◆ **Given exercise**: Please decide whether each statement below agrees with the asteroid collision article, answering yes or no and quoting the words from the article that settle it. (a) Two asteroids moving in the same direction will never collide. (b) Each asteroid moves at a different speed. (c) When the exploding asteroid is the one in the asteroids array, it is popped from the stack.

◆ **Selected extract**:
※ ※ ※

Asteroid Collision LeetCode

Imagine yourself observing asteroids as they travel across space, occasionally crashing into one another. A minor asteroid is destroyed when it collides with a large one. However, both asteroids are destroyed in a collision when they are the same size. Your task is to write a program that simulates these collisions and tells us which asteroids are still flying after all the collisions.

Problem statement

We are given an array asteroids of integers representing asteroids. Each asteroids[i] represents the size of the asteroid at i^th position along with its direction of motion (positive meaning right, negative meaning left). Each asteroid moves at the same speed.

Our goal is to the state of the asteroids after all the collisions. If two asteroids collide, the smaller one will explode. If both asteroids are equal in size, both will explode. Two asteroids moving in the same direction will never collide.

Algorithm

Let's outline the approach we'll use to solve the Asteroid Collision problem:

We'll create a stack to store the updated state of asteroids at each iteration of the asteroids array.
We'll start iterating over the asteroids array and add the very first asteroid in this array to the stack.
At each subsequent iteration of the asteroids array, we’ll compare the i^th asteroid with the last asteroid stored in the stack. If the two asteroids are moving in the same direction, they will never collide. Hence, we’ll add the i^thasteroid to the stack. If the two asteroids are moving toward each other, we compare their magnitudes.
1. If the magnitudes of the colliding asteroids are unequal, the smaller asteroid will explode. If the exploding asteroid is the one in the stack, we simply pop it from the stack. However, if the exploding asteroid is the one in the asteroids array, we replace its value with 0, denoting an explosion.
2. If the magnitudes of the colliding asteroids are equal, both will explode. We’ll pop the asteroid in the stack, and replace the asteroid in the asteroids array with 0 to denote explosion.
In case of a collision, if the exploding asteroid is the one in the stack, we need to compare the asteroid in the asteroids array with the next in line asteroid in the stack. The comparison will be the same as described in step 3.

The following demonstration will help you understand the algorithm better:

def asteroidCollision(asteroids):
    stack = []
    for asteroid in asteroids:
        # Process current asteroid until no more collisions
        while stack and asteroid < 0 and stack[-1] > 0:
            if abs(stack[-1]) > abs(asteroid):
                # The current asteroid is smaller, it gets destroyed
                asteroid = 0
            elif abs(stack[-1]) < abs(asteroid):
                # The asteroid in the stack gets destroyed
                stack.pop()
            else:
                # Both asteroids are of equal size, both get destroyed
                stack.pop()
                asteroid = 0
        
        # If the current asteroid is not destroyed, add it to the stack
        if asteroid != 0:
            stack.append(asteroid)

※ ※ ※

Stored data entries

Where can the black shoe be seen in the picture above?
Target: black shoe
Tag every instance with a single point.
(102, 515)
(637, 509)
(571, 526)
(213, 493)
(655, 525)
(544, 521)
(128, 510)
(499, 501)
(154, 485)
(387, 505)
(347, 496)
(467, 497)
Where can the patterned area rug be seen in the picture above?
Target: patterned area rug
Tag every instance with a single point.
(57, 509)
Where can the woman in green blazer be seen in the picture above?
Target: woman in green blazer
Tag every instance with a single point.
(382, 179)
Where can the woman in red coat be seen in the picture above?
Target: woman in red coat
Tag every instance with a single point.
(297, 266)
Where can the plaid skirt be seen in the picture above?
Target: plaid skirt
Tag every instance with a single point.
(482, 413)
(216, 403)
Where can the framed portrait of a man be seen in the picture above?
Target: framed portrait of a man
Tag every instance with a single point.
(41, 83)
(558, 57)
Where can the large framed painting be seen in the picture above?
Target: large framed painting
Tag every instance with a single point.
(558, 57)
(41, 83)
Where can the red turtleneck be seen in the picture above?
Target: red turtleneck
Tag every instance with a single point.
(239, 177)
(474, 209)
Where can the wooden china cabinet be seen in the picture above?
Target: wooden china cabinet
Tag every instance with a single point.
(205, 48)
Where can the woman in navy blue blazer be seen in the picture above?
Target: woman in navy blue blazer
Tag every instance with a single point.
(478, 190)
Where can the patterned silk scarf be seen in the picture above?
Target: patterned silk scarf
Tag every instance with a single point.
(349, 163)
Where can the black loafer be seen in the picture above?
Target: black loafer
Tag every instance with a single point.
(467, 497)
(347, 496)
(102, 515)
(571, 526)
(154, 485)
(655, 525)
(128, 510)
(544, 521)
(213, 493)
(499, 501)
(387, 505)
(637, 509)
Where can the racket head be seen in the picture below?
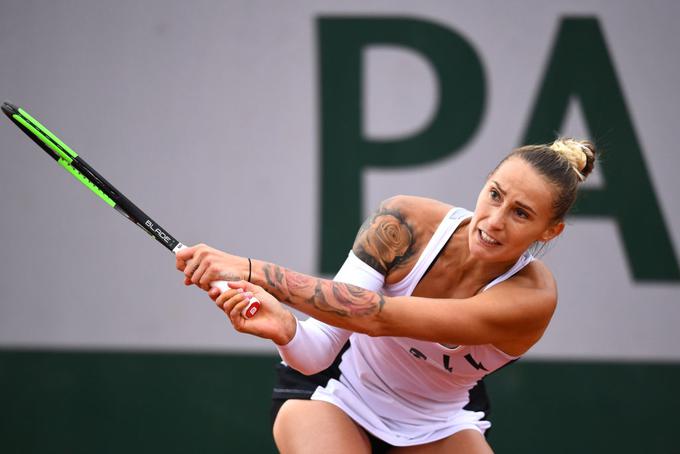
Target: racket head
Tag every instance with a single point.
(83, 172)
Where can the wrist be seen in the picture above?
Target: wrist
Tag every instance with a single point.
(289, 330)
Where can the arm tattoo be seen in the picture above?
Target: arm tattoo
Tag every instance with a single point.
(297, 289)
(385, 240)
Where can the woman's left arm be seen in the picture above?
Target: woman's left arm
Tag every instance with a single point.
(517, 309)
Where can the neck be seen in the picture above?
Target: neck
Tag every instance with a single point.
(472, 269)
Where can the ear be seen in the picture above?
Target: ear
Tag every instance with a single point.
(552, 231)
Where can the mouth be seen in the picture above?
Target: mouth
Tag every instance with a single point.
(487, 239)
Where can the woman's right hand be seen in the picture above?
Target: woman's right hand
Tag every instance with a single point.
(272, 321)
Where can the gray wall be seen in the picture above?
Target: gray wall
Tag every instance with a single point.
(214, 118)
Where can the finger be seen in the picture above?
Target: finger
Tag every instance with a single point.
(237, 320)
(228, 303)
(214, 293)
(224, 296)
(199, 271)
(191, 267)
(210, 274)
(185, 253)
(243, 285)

※ ※ ※

◆ **The answer**:
(a) Yes: "Two asteroids moving in the same direction will never collide."
(b) No: "Each asteroid moves at the same speed."
(c) No: "if the exploding asteroid is the one in the asteroids array, we replace its value with 0, denoting an explosion."